- _TEXTE FOURNI_
Claire Cunningham est l’une des chorégraphes écossaises les plus célèbres et dynamiques de ces dernières années. De ses œuvres en solo Mobile et Evolution, à son examen de reprises d’Elvis Presley dans Thank You Very Much, en passant par ses explorations de la religion (Guide Gods) et une œuvre créée pour une galerie, les spectacles de Cunningham révèlent une imagination infatigable et une approche novatrice de la chorégraphie. Sa démarche est fermement ancrée dans son expérience vécue en tant qu’artiste s’identifiant comme ayant d’une déficience physique, et dans un activisme bienveillant qui remet en question les notions de corps normatif. En intégrant trapèze, danse, chant et texte dans ses productions, Cunningham a créé une série de spectacles qui questionnent simultanément les idéaux traditionnels de la physicalité et le potentiel de la théâtralité, tout en conservant une rigueur intellectuelle et un désir de forger une relation plus accueillante entre les artistes, le public et les espaces qu’iels partagent.

- _DONNÉES FOURNIES_
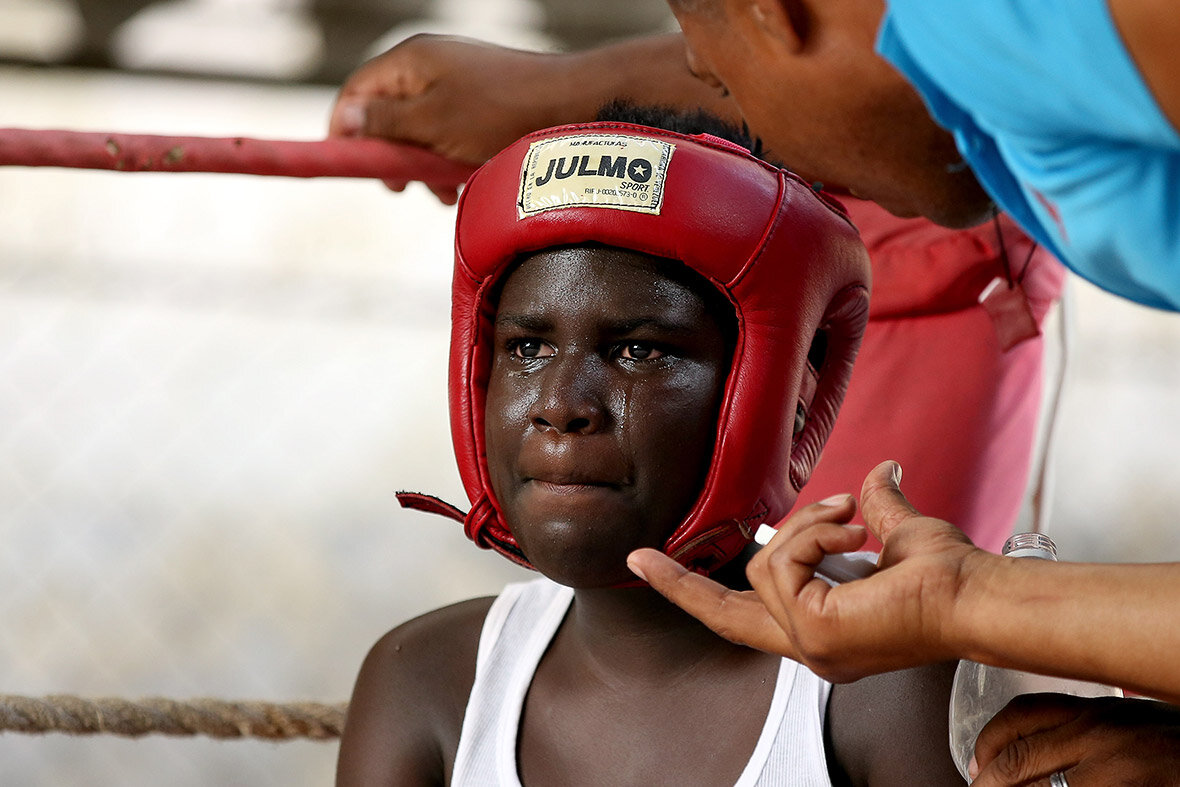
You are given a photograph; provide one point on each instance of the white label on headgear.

- _CONSIGNE_
Selon le texte sur Claire Cunningham, quel spectacle de la chorégraphe explore la religion ?

- _RÉPONSE_
Guide Gods.